As histórias em quadrinhos e seus gêneros - Parte 5
As histórias em quadrinhos e seus gêneros - Parte 5
![]() Valentina |
TEMPO DE CONQUISTAS
As girl strips surgiram durante a segunda década do século 20, quando as mulheres obtiveram colocações no mercado de trabalho e conquistaram o direito ao voto. Tratava-se, então, de agregar ao universo das histórias em quadrinhos todo um novo segmento da sociedade contemporânea – o das mulheres emancipadas –, possibilitando, assim, a ampliação do universo de leitores.
O
pontapé inicial no gênero parece ter sido dado por Cliff Sterrett.
Polly and her Pals deste autor, inicialmente denominada Positive
Polly, começou a ser publicada em 4 dezembro de 1912 em tiras diárias
e, em páginas dominicais, em 28 de dezembro de 1913. Embora constituindo-se
em um espaço de transição entre dois gêneros, uma
vez que ainda agregava elementos de um núcleo familiar tradicional, como
os pais de Polly (os Pals, ou seja, companheiros, do título...),
a narrativa concentrou-se principalmente na garota, cujas atitudes liberais
contrastavam com o conservadorismo de seus progenitores.
À liberal e progressista Polly Perkins, juntaram-se diversas outras jovens dos quadrinhos, principalmente a partir da década de 20. A maioria aparecia ligada a temáticas que, então, preocupavam as mulheres, como moda, automóveis, romantismo, etc. Assim, os jornais rapidamente se encheram de personagens femininas que não se limitavam mais a ficar em casa cuidando dos afazeres domésticos e preparando o jantar para quando o marido retornasse do trabalho, mas que partiam para a luta diária em empregos apropriados para elas.
PARTINDO PARA A LUTA
![]() Brenda Starr |
Winnie Winkle, criação de Martin Michael Branner em 1920, era secretária, profissão que, no princípio, também abraçou a personagem criada por Russ Westover em 1921, Tillie the Toiler, que, além disso, também atuou como cronista da alta sociedade e agente de relações públicas; já Dixie Dugan, criada em 1929 por John H. Striebel e J. P. McEvoy, trabalhava no mundo dos espetáculos. A profissão de repórter foi a escolhida pela popular heroína Brenda Starr, de Dale Messick e Mollie Slott. Esta última constituiu uma exceção no ambiente das girl strips, por dois motivos: em primeiro lugar, o nome masculino que oficialmente assinava a tira era apenas o pseudônimo utilizado por uma desenhista de histórias em quadrinhos, Delia Messick, como um recurso para escapar ao preconceito existente na indústria de gibis na época; em segundo lugar, talvez exatamente por provir de duas mentes femininas, Brenda Starr, por sua postura radical e atirada, antecipou, desde seu aparecimento, em junho de 1940, várias das propostas do movimento feminista que eclodiria duas décadas depois.

Tarefas do exercício:
1/ Transcreva o trecho do texto sobre as girl strips que começa em "À liberal e" e termina em "apropriados para elas.".
2/ Mostre cada linha dos registros que contenha a palavra "rear", diferenciando maiúsculas de minúsculas.

Registros listados:
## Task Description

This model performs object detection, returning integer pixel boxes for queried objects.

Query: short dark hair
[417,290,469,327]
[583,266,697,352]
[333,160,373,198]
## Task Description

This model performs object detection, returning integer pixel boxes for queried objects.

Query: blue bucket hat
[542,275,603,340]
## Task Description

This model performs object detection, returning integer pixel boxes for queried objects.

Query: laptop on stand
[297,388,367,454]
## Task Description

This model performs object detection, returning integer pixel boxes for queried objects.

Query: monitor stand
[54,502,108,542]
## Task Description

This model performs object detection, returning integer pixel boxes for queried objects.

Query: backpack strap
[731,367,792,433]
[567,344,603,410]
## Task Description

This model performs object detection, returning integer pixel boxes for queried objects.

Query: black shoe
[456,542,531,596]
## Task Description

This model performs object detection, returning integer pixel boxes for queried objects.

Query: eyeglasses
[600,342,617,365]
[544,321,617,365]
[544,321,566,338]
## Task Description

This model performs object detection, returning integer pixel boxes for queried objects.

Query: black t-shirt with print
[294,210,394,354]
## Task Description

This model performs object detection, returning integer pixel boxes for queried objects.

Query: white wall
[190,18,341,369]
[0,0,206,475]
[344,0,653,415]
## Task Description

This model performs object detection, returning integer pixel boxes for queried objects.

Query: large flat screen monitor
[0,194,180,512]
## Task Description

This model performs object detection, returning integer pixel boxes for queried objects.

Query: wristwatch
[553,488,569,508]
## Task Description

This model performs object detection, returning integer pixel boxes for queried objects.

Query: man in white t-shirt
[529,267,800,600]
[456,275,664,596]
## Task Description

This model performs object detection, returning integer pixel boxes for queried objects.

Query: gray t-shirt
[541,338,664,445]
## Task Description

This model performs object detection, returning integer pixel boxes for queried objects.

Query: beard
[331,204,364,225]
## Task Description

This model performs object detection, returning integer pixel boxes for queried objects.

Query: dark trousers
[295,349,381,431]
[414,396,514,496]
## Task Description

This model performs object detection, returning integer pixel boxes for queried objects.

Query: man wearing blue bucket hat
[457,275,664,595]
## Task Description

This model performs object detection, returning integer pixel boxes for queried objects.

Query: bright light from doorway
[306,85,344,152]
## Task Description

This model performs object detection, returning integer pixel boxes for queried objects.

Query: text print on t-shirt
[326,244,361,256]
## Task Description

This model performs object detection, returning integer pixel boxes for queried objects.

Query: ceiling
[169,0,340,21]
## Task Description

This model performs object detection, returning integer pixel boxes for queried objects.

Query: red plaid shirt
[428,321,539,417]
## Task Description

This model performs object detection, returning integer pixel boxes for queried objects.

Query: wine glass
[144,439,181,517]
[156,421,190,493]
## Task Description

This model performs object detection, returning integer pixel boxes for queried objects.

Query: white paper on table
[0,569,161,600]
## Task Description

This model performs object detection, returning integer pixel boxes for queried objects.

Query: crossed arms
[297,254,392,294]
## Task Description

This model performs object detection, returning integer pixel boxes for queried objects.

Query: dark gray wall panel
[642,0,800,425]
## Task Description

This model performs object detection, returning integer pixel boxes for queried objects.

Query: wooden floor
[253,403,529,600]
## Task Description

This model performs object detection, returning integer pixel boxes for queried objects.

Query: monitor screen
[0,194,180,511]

--

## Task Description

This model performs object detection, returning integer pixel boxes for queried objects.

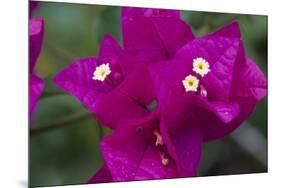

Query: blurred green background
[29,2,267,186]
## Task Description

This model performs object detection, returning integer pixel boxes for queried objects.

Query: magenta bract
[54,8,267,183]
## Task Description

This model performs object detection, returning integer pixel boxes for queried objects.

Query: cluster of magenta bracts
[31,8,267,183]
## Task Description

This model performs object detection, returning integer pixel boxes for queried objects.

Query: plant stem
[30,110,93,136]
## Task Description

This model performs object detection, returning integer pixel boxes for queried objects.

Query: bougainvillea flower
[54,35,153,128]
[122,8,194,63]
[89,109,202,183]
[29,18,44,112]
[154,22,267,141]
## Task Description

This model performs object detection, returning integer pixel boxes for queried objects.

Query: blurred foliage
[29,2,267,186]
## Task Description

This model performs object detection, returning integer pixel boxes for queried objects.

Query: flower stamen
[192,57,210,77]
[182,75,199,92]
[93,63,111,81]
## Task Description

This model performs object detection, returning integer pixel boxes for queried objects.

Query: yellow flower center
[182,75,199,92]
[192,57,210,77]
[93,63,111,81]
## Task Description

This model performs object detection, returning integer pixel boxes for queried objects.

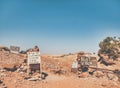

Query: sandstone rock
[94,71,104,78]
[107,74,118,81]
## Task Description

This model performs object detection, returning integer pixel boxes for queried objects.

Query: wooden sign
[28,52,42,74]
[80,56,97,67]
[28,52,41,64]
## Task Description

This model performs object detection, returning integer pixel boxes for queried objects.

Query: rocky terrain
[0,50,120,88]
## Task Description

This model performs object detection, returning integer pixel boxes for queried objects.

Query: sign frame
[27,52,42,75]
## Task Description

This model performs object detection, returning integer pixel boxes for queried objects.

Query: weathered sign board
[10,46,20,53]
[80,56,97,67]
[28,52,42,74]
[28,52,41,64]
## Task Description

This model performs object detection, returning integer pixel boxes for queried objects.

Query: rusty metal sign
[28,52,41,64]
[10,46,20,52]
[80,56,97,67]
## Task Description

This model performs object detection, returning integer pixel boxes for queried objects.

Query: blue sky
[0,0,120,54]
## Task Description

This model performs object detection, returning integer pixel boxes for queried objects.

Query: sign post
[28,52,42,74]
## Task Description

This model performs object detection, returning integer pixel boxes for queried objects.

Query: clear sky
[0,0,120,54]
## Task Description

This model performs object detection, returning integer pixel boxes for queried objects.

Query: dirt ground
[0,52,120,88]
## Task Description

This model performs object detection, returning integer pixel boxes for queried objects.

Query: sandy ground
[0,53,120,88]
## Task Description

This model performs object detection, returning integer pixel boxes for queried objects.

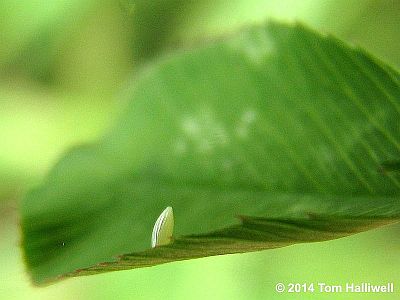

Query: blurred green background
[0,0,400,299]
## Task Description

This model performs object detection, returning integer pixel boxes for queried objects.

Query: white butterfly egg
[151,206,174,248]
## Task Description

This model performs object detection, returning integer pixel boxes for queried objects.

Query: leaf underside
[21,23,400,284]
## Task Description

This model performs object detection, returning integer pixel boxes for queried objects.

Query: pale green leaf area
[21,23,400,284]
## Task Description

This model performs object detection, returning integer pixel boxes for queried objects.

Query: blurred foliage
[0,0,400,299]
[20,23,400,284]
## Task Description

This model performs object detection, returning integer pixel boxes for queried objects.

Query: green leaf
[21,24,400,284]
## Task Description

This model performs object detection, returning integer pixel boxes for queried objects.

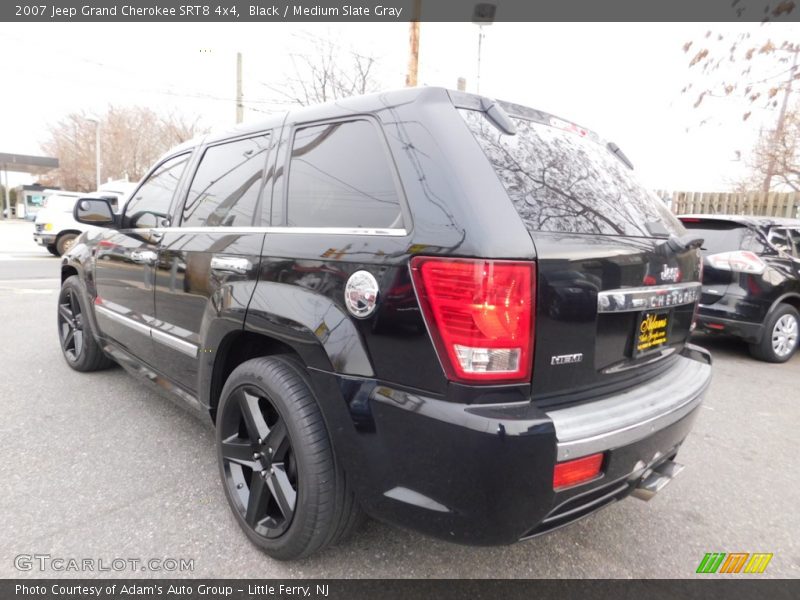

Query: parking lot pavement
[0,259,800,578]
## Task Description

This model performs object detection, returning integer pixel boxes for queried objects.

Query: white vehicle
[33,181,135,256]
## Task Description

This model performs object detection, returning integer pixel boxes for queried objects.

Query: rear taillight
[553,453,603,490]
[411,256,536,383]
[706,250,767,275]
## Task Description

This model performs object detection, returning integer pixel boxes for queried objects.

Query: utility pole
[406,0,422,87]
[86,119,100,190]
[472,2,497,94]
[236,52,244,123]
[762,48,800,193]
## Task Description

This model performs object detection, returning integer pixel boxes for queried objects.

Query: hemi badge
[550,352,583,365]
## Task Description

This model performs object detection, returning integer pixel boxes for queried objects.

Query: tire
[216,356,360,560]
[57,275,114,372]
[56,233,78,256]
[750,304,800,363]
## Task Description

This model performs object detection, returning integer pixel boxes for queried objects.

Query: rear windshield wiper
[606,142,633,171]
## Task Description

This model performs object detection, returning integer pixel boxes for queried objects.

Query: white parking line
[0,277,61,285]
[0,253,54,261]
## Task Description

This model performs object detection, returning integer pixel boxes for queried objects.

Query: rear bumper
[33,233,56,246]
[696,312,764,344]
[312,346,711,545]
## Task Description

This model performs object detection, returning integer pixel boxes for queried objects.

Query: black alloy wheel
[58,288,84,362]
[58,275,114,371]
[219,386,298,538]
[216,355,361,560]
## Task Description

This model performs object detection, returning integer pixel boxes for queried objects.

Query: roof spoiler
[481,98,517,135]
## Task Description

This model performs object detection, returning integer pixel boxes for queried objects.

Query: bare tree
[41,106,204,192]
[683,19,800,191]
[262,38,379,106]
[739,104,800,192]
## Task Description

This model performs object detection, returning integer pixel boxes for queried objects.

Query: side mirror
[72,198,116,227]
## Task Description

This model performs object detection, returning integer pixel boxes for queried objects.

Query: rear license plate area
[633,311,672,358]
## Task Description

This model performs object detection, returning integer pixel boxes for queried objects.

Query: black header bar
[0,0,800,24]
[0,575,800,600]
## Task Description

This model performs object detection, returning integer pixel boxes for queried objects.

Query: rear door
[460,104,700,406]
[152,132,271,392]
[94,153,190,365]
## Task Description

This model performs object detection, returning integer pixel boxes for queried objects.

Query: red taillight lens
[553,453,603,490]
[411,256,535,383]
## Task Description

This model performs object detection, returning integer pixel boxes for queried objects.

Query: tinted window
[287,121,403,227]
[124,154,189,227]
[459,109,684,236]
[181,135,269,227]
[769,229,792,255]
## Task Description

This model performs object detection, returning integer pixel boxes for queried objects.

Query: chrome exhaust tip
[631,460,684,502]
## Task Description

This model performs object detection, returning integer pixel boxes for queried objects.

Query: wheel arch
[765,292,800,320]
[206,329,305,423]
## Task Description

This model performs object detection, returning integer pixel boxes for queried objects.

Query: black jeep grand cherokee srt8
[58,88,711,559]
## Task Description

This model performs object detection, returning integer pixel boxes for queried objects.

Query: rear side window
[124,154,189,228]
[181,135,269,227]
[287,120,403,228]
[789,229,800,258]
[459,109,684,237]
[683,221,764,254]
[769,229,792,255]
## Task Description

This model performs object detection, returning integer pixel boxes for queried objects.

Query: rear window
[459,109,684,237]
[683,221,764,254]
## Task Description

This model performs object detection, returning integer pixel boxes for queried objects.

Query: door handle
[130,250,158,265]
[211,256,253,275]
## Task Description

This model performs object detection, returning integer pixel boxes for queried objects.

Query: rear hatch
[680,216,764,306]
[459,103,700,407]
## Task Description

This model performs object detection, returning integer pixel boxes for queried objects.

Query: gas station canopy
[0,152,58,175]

Soluções detalhadas:
1/
À liberal e progressista Polly Perkins, juntaram-se diversas outras jovens dos quadrinhos, principalmente a partir da década de 20. A maioria aparecia ligada a temáticas que, então, preocupavam as mulheres, como moda, automóveis, romantismo, etc. Assim, os jornais rapidamente se encheram de personagens femininas que não se limitavam mais a ficar em casa cuidando dos afazeres domésticos e preparando o jantar para quando o marido retornasse do trabalho, mas que partiam para a luta diária em empregos apropriados para elas.

2/
Query: rear taillight
Query: rear windshield wiper
Query: rear bumper
Query: rear license plate area
Query: rear door
Query: rear side window
Query: rear window
Query: rear hatch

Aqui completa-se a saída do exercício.